(Dataset records)

####################

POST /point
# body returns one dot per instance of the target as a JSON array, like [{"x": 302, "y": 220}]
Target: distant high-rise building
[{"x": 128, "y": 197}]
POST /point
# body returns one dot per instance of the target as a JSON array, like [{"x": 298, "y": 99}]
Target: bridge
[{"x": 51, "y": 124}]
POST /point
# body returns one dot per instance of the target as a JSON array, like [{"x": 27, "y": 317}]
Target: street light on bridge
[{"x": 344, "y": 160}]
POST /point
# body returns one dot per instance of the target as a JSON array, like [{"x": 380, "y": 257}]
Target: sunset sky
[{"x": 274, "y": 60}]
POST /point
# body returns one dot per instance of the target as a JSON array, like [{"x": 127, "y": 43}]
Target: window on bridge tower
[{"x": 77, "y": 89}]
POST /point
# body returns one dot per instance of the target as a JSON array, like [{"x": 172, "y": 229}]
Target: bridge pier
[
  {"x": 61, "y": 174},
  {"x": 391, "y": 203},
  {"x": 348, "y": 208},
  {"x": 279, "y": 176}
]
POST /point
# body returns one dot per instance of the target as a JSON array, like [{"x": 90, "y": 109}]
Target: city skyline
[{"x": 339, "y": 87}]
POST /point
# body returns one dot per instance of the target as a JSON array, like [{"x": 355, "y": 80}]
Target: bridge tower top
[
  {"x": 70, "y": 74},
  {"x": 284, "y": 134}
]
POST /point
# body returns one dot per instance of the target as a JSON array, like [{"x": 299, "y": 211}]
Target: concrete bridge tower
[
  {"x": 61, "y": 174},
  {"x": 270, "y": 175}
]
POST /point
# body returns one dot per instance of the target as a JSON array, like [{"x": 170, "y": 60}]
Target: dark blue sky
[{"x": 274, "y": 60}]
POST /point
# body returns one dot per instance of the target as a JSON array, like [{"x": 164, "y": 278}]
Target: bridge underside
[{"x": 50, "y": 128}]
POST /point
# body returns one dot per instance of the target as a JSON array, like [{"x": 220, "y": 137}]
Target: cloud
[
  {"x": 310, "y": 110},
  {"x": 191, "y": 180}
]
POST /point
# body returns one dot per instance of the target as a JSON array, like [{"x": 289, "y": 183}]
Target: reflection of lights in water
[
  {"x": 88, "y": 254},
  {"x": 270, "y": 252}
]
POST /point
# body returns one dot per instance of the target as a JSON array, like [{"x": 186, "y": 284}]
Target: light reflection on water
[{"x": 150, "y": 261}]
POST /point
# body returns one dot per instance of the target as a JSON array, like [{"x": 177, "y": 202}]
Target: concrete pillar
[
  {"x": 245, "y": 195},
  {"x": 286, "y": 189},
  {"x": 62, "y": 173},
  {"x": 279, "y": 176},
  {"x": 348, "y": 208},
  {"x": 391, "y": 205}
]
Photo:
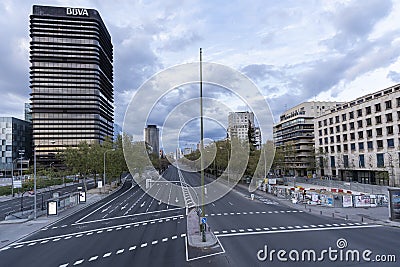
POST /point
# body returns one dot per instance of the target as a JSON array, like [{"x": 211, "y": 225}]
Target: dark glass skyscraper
[{"x": 72, "y": 97}]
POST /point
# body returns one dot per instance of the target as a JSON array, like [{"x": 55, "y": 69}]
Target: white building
[{"x": 359, "y": 140}]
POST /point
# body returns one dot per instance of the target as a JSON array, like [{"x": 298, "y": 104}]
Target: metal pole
[
  {"x": 203, "y": 236},
  {"x": 34, "y": 183}
]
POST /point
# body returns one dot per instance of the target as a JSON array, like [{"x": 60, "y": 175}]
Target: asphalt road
[{"x": 130, "y": 228}]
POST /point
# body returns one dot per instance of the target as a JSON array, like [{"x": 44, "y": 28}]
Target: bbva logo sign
[{"x": 77, "y": 11}]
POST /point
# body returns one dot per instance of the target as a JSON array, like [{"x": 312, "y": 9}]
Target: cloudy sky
[{"x": 293, "y": 51}]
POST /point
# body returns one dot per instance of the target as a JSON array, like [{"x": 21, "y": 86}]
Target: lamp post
[
  {"x": 104, "y": 162},
  {"x": 34, "y": 179},
  {"x": 12, "y": 177}
]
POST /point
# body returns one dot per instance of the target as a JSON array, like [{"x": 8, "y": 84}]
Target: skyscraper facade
[{"x": 71, "y": 77}]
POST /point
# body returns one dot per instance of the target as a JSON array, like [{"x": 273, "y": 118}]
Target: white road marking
[{"x": 93, "y": 258}]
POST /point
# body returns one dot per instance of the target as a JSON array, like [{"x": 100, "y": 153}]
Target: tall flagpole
[{"x": 203, "y": 233}]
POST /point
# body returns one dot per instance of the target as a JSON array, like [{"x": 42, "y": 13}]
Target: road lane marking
[
  {"x": 298, "y": 230},
  {"x": 78, "y": 262}
]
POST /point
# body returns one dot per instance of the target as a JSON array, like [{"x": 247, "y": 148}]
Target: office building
[
  {"x": 294, "y": 138},
  {"x": 359, "y": 140},
  {"x": 152, "y": 139},
  {"x": 71, "y": 77},
  {"x": 15, "y": 145}
]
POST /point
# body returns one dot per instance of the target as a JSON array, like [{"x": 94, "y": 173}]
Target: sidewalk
[
  {"x": 377, "y": 215},
  {"x": 14, "y": 230}
]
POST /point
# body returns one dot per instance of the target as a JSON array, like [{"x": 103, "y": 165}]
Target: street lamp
[{"x": 104, "y": 161}]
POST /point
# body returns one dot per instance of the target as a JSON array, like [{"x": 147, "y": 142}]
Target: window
[
  {"x": 346, "y": 161},
  {"x": 361, "y": 161},
  {"x": 389, "y": 117},
  {"x": 379, "y": 143},
  {"x": 352, "y": 146},
  {"x": 377, "y": 107},
  {"x": 370, "y": 145},
  {"x": 333, "y": 161},
  {"x": 390, "y": 143},
  {"x": 388, "y": 104},
  {"x": 361, "y": 146},
  {"x": 389, "y": 130},
  {"x": 380, "y": 162}
]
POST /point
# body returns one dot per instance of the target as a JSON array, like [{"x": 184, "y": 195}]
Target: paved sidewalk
[{"x": 14, "y": 230}]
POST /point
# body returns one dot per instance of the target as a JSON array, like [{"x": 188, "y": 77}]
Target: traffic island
[{"x": 195, "y": 236}]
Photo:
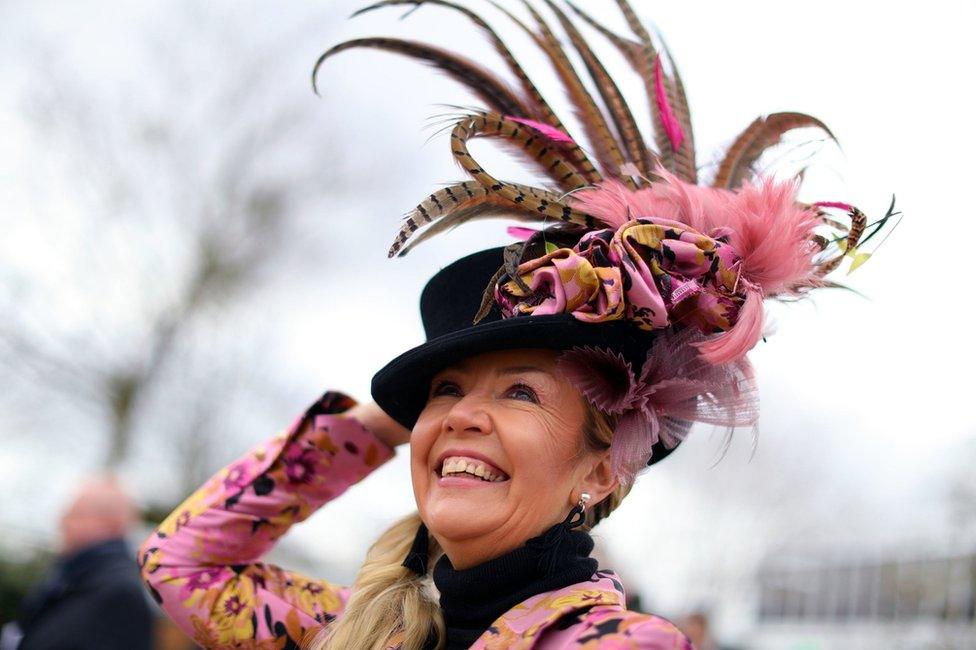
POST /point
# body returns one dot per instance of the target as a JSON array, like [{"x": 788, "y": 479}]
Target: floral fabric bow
[
  {"x": 653, "y": 272},
  {"x": 674, "y": 388}
]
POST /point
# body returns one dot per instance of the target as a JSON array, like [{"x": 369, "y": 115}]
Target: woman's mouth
[{"x": 467, "y": 469}]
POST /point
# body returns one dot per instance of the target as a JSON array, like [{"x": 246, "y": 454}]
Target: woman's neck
[{"x": 474, "y": 597}]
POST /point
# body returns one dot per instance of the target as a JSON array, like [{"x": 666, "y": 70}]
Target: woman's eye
[
  {"x": 444, "y": 387},
  {"x": 524, "y": 393}
]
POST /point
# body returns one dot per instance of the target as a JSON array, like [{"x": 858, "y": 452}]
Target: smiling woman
[{"x": 535, "y": 402}]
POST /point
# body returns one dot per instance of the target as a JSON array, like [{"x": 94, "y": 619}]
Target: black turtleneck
[{"x": 472, "y": 599}]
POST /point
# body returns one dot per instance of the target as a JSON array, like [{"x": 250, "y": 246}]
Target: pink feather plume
[
  {"x": 772, "y": 233},
  {"x": 676, "y": 387},
  {"x": 520, "y": 232},
  {"x": 671, "y": 125},
  {"x": 547, "y": 130}
]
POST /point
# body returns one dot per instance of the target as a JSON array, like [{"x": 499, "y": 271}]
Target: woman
[{"x": 535, "y": 402}]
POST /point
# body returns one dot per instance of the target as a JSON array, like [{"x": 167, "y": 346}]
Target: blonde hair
[{"x": 392, "y": 605}]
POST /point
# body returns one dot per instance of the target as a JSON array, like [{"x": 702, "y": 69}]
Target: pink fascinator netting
[{"x": 675, "y": 387}]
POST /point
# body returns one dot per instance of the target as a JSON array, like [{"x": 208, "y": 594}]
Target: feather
[
  {"x": 435, "y": 206},
  {"x": 547, "y": 155},
  {"x": 485, "y": 84},
  {"x": 620, "y": 112},
  {"x": 702, "y": 208},
  {"x": 773, "y": 236},
  {"x": 685, "y": 163},
  {"x": 537, "y": 104},
  {"x": 643, "y": 61},
  {"x": 671, "y": 126},
  {"x": 549, "y": 207},
  {"x": 547, "y": 130},
  {"x": 734, "y": 343},
  {"x": 682, "y": 161},
  {"x": 759, "y": 136},
  {"x": 594, "y": 124},
  {"x": 448, "y": 207}
]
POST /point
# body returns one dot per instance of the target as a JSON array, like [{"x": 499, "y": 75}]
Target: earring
[{"x": 584, "y": 499}]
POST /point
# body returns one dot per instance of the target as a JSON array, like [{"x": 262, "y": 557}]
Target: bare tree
[{"x": 176, "y": 195}]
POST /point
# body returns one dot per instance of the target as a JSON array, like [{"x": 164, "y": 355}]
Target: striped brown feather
[
  {"x": 614, "y": 100},
  {"x": 441, "y": 202},
  {"x": 550, "y": 207},
  {"x": 539, "y": 108},
  {"x": 594, "y": 123},
  {"x": 545, "y": 153},
  {"x": 763, "y": 133}
]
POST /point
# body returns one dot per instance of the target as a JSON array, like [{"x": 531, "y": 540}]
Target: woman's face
[{"x": 498, "y": 456}]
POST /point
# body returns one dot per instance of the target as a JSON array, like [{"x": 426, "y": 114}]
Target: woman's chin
[{"x": 462, "y": 513}]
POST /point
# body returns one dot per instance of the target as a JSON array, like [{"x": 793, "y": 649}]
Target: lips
[{"x": 468, "y": 465}]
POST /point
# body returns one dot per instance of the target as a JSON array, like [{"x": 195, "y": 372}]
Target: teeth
[{"x": 457, "y": 465}]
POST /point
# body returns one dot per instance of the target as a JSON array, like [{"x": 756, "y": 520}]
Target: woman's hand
[{"x": 381, "y": 425}]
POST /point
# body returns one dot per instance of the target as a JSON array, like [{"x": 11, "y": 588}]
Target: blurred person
[
  {"x": 92, "y": 597},
  {"x": 698, "y": 630},
  {"x": 534, "y": 403}
]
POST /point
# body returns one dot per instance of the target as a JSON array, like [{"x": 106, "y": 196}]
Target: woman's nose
[{"x": 468, "y": 414}]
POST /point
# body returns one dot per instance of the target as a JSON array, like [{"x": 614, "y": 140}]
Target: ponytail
[{"x": 389, "y": 603}]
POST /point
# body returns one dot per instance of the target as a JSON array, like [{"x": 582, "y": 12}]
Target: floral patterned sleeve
[{"x": 202, "y": 564}]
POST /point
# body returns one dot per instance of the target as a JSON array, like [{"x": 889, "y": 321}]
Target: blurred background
[{"x": 193, "y": 247}]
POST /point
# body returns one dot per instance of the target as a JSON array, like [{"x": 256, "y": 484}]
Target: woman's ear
[{"x": 599, "y": 481}]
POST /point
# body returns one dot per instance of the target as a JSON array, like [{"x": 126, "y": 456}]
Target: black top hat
[{"x": 448, "y": 306}]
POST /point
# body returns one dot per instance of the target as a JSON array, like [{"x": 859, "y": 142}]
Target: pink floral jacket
[{"x": 203, "y": 564}]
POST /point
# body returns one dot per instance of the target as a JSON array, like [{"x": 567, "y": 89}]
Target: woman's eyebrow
[{"x": 517, "y": 370}]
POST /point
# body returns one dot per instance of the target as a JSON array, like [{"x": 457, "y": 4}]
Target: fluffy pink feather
[
  {"x": 669, "y": 198},
  {"x": 772, "y": 234},
  {"x": 520, "y": 232}
]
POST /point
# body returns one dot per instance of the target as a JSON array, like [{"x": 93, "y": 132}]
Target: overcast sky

####################

▸ **Stated task**
Count the lines above that contain the string "black", treating case as significant, and give only the number.

▸ **Problem solution**
2